Assignment 1:
Answer these questions from the passage on radon, one line each, with answers marked the same way.
(a) According to the passage on radon, up to how many respiratory cancer deaths per year in the US may be associated with radon exposure?
(b) How is radon produced?
(c) In 2005, about what share of homes had radon levels above the EPA reference level?
Assignment 2:
Rewrite the paragraph in the passage on radon that begins "Radon is found all over the United States" as a short bulleted list that keeps its main facts.
Assignment 3:
Carry the passage on radon forward from its final sentence, extending it in the same style.

Exercise passage Start Marker

A common environmental cause of lung cancer (and it’s not cigarettes)

Am I the only one who’s surprised when a non-smoker is diagnosed with lung cancer? The campaign against cigarette smoking in the US has largely been successful and has prevented thousands of cancer deaths. But cigarette smoke is not the only carcinogen in our environments that can cause cancer of the lung. Exposure to radon may be associated with up to 25,000 respiratory cancer deaths in the US per year, making it the second leading cause of lung cancer. In non-smokers, it is the leading cause.

What is radon?

Radon is produced naturally within the earth’s crust during the breakdown of radioactive elements. It is a colorless, odorless, radioactive gas that makes its way upward towards the earth’s surface and can collect in the low-lying areas of buildings with foundation cracks or poor ventilation. Radon is then inhaled with normal air, and the radioactive alpha particles collect in the lungs where they rapidly decay while delivering a dose of radiation. There are no immediate symptoms from exposure to radon, and the level and duration of exposure required to cause cancer are unknown. Some studies have reported an increase in the risk of leukemia in children living in areas with high levels of radon. With on-going exposure, such as spending time in the basement of an affected home, the risk of lung cancer – which would appear many years later – rises.

Radon is found all over the United States and can appear in pockets even in areas where levels are generally low. Many homes may be affected, depending on local geography and building materials used in construction. In 2005 more residences had radon levels above the EPA reference level than at any other time in history, nearly one home in 15. Click here for a map of radon zones in the US. It is important to remember that radon has been detected in homes in all three zones, so this map should not be used to decide whether your home or school should be tested.

Exercise passage End Marker
Data excerpts Start Marker

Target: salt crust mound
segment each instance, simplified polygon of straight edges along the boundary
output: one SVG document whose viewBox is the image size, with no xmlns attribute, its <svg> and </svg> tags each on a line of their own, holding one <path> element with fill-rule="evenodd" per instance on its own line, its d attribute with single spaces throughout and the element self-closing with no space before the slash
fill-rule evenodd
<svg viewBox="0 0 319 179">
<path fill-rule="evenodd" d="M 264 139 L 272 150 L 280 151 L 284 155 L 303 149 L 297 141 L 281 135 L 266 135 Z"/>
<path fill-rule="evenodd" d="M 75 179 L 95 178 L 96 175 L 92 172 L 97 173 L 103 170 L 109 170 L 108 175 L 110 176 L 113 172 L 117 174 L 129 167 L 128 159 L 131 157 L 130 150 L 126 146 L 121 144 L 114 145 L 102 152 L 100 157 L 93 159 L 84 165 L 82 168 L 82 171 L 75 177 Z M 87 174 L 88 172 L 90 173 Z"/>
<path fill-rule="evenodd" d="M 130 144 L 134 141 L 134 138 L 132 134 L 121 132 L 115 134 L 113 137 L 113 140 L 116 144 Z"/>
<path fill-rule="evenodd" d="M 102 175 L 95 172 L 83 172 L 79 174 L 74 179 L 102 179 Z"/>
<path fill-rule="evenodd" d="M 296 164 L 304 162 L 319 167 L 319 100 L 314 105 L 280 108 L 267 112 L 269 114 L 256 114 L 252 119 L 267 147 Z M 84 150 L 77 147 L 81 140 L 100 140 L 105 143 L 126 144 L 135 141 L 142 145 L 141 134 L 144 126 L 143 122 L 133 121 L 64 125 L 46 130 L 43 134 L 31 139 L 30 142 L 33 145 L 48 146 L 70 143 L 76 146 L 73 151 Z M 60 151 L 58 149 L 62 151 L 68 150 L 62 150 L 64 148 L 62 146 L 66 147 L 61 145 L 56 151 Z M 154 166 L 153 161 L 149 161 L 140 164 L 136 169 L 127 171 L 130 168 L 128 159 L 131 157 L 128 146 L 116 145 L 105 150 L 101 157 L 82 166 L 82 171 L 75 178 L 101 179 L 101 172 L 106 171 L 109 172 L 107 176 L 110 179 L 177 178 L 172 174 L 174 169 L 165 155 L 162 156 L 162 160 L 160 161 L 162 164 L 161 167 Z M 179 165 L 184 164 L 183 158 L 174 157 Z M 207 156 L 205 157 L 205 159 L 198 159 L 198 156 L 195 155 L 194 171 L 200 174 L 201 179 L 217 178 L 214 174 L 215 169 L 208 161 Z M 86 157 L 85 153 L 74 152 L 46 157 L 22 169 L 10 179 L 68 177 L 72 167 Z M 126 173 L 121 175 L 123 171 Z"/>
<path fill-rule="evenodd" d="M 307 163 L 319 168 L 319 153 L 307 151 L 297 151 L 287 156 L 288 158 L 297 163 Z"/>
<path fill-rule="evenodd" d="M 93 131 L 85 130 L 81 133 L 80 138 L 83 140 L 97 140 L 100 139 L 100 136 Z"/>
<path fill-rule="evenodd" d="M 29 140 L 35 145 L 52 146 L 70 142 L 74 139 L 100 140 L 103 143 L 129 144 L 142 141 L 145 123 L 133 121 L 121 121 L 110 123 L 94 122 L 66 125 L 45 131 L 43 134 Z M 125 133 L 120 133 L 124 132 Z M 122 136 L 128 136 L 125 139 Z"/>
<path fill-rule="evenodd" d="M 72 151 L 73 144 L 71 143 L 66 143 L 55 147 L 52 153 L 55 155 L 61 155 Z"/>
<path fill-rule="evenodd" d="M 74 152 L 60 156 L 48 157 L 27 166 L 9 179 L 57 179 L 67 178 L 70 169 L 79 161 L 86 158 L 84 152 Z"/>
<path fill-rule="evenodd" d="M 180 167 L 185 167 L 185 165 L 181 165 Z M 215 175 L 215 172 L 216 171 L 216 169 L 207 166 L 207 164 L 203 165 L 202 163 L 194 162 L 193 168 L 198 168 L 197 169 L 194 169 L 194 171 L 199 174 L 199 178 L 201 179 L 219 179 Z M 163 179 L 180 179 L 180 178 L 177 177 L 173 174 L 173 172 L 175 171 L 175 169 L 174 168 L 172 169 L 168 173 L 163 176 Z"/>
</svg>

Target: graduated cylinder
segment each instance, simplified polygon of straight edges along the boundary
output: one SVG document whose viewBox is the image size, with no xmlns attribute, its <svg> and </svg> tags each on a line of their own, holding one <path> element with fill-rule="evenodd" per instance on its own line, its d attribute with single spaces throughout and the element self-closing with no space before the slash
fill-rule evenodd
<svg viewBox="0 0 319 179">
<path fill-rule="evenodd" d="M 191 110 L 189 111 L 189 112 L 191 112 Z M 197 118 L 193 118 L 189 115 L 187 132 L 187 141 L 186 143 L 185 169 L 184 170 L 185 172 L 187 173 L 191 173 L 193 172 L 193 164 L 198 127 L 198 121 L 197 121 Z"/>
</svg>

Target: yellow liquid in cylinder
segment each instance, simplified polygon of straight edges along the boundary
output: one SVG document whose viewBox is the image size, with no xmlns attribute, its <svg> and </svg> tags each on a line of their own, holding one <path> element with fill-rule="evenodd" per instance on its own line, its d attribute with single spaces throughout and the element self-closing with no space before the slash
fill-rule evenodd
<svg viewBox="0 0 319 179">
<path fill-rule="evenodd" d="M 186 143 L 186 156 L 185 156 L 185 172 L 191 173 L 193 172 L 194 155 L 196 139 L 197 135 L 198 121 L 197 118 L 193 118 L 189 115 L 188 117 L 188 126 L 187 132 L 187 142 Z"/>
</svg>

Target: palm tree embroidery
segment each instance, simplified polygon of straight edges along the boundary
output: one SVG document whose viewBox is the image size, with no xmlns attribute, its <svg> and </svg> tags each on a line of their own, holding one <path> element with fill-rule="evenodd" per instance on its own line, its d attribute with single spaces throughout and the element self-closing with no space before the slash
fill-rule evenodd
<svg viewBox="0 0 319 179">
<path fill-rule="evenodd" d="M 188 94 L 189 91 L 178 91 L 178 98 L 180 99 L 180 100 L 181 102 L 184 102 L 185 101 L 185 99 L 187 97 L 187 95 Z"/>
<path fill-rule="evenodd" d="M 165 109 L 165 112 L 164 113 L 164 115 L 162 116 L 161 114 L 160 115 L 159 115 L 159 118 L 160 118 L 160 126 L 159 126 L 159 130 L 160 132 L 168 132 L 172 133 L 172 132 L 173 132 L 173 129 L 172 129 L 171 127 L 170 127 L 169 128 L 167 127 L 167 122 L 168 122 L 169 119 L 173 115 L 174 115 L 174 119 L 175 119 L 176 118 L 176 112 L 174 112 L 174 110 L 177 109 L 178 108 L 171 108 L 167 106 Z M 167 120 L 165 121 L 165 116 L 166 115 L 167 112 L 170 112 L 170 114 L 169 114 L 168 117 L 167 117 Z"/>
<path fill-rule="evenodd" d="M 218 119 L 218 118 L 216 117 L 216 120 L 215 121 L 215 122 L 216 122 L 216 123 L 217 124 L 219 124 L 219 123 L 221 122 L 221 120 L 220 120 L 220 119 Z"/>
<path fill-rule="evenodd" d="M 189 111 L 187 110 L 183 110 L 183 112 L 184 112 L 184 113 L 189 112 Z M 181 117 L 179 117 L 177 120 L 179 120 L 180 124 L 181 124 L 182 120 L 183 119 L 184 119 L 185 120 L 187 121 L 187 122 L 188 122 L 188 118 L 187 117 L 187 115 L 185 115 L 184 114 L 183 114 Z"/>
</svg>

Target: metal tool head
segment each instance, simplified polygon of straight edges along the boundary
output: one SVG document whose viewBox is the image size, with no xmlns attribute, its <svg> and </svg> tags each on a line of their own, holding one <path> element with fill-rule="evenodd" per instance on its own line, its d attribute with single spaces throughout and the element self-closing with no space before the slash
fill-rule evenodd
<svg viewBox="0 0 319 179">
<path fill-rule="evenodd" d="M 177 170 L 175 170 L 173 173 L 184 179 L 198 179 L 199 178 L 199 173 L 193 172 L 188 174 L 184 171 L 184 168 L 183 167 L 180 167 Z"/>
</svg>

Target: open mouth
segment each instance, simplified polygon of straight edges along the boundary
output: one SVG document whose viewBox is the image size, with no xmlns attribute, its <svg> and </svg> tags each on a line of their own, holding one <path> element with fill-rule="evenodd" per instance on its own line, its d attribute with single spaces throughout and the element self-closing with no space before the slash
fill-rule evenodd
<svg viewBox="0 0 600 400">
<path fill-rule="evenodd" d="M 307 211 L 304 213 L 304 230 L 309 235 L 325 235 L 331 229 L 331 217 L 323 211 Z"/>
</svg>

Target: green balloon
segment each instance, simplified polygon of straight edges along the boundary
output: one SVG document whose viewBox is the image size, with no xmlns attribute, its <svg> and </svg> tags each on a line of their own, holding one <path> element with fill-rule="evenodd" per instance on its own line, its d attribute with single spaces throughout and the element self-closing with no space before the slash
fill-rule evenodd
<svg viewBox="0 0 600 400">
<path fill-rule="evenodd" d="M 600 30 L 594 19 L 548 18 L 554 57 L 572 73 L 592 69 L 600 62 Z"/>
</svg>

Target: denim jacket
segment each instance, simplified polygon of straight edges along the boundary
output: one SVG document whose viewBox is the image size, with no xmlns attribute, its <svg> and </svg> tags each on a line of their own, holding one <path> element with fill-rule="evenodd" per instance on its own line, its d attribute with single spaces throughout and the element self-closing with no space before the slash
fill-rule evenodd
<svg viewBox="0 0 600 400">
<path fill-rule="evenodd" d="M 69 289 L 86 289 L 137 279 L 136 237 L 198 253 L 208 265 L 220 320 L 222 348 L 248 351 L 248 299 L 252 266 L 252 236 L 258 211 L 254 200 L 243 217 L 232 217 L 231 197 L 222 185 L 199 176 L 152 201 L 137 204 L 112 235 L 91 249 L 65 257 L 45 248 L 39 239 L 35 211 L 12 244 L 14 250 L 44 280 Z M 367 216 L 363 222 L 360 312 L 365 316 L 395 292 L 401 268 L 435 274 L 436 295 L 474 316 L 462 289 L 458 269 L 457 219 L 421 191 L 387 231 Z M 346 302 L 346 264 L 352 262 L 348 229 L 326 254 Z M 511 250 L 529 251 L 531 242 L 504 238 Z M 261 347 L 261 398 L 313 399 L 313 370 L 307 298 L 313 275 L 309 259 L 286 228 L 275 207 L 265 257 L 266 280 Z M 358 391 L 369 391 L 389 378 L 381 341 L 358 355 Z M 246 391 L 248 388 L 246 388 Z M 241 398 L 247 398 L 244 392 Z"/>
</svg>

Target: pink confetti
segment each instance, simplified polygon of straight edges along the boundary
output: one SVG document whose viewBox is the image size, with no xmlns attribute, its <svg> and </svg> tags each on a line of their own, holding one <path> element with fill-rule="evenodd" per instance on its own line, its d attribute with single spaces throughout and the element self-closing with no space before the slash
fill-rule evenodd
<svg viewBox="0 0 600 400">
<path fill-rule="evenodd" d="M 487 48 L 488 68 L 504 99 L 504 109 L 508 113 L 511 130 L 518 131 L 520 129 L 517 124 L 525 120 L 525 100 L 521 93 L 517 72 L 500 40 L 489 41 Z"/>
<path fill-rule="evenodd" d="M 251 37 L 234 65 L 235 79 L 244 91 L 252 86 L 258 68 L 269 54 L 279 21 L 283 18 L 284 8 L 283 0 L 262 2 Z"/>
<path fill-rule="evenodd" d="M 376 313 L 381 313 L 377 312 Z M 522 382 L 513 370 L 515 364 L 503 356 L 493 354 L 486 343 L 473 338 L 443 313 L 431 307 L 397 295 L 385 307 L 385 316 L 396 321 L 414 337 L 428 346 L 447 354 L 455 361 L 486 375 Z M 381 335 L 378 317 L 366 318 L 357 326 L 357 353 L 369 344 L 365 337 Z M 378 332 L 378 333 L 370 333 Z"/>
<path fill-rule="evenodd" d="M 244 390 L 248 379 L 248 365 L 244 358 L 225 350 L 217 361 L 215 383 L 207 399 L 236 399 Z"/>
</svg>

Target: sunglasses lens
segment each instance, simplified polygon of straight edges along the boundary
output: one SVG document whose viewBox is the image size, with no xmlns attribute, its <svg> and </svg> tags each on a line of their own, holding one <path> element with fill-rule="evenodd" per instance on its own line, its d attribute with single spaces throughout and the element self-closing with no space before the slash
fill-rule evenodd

Data excerpts End Marker

Exercise result 1:
(a) Up to 25,000.
(b) Naturally within the earth's crust, during the breakdown of radioactive elements.
(c) Nearly one home in 15.

Exercise result 2:
- Radon occurs throughout the United States and can appear in pockets even where levels are generally low.
- Whether a home is affected depends on local geography and the building materials used.
- In 2005, more homes than ever before had radon above the EPA reference level: nearly one in 15.
- A map divides the US into three radon zones, but radon has been found in homes in all three, so the map should not decide whether a home or school is tested.

Exercise result 3:
The US Environmental Protection Agency has recommended a level of less then 4 pCi/L (picoCuries of radon per liter of air) in homes, and that all living spaces below the third floor be tested for radon regardless of geographic location. Below is a table taken from the EPA website that shows the relative risk of cancer from exposure to various levels of radon.

Radon Risk If You’ve Never Smoked

Radon Level

If 1,000 people who never smoked were exposed to this level over a lifetime*…

The risk of cancer from radon exposure compares to**…

WHAT TO DO:

20 pCi/L

About 36 people could get lung cancer

35 times the risk of drowning

Fix your home

10 pCi/L

About 18 people could get lung cancer

20 times the risk of dying in a home fire

Fix your home

8 pCi/L

About 15 people could get lung cancer

4 times the risk of dying in a fall

Fix your home

4 pCi/L

About 7 people could get lung cancer

The risk of dying in a car crash

Fix your home

2 pCi/L

About 4 persons could get lung cancer

The risk of dying from poison

Consider fixing between 2 and 4 pCi/L

1.3 pCi/L

About 2 people could get lung cancer

(Average indoor radon level)

(Reducing radon levels below
2 pCi/L is difficult.)

0.4 pCi/L

(Average outdoor radon level)

Note: If you are a former smoker, your risk may be higher.
* Lifetime risk of lung cancer deaths from EPA Assessment of Risks from Radon in Homes (EPA 402-R-03-003).
** Comparison data calculated using the Centers for Disease Control and Prevention’s 1999-2001 National Center for Injury Prevention and Control Reports.

 What can you do?

Even though radon reduction programs for schools and homes have not received sufficient attention in recent years, parents and homeowners should be aware of the EPA’s recommendation to have all schools and homes tested, regardless of geographic location. Radon detectors may be purchased from most hardware stores and should be used in all areas below the third floor. The National Radon Program Service at Kansas State University offers discounted test kits available for purchase online at http://sosradon.org/test-kits. If elevated levels are found in your home, mitigation should be carried out. This is not a complex process and usually involves simply venting air from below the house to the outside.

Where can I get more information?

 A Citizen’s Guide to Radon on the EPA website at http://www.epa.gov/radon/pubs/citguide.html

References

Angell WJ. 2008. The US radon problem, policy, program and industry: achievements, challenges and strategies. Radiat Prot Dosimetry;130(1):8-13.[abstract]

Mason:Murray and Nadel’s Textbook of Respiratory Medicine, 5th ed. Chapter 46, Epidemiology of Lung Cancer. W.B. Saunders 2010.

Acknowledgements to Dr. Dan Bakston, Occupational and Environmental Medicine resident at the University of Illinois at Chicago, for his work on this post.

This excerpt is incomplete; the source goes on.